## TASK BRIEF
Substitute "mark" for "dot" in the material, starting at the line that contains "query | rough gray bark" and ending at the end of the material, and give those lines back with nothing else changed.

## RECORDS FOR THIS EXERCISE
= = = =
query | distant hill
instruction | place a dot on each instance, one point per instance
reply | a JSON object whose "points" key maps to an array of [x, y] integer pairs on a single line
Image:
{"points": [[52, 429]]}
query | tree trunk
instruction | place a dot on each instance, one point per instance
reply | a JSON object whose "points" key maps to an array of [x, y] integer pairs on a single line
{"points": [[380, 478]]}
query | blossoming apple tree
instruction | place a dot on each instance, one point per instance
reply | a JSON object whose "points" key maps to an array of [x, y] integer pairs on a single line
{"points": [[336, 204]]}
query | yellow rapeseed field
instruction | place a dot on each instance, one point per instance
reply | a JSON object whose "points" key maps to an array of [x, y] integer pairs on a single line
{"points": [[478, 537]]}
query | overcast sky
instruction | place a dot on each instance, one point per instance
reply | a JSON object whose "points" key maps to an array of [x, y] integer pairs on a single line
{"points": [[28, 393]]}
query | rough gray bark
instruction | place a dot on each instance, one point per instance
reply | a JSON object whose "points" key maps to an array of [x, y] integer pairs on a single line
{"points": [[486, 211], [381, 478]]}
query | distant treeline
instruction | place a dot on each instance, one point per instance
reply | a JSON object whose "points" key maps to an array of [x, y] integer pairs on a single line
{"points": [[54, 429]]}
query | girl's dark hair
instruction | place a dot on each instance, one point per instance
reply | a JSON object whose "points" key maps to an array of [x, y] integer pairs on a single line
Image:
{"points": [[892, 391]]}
= = = =
## COMPLETED EXERCISE
query | rough gray bark
instruction | place a mark on each instance, one point per instance
reply | a JSON object whose "points" key maps to an array of [x, y] integer pairs on a single line
{"points": [[486, 211], [381, 478]]}
query | distant treeline
instruction | place a mark on each instance, one point per instance
reply | a JSON object whose "points" key maps to an array of [x, y] integer pairs on a single line
{"points": [[54, 429]]}
query | girl's dark hair
instruction | place a mark on each instance, one point per instance
reply | a JSON object whose "points" key maps to an array of [x, y] integer pairs on a single line
Image:
{"points": [[892, 391]]}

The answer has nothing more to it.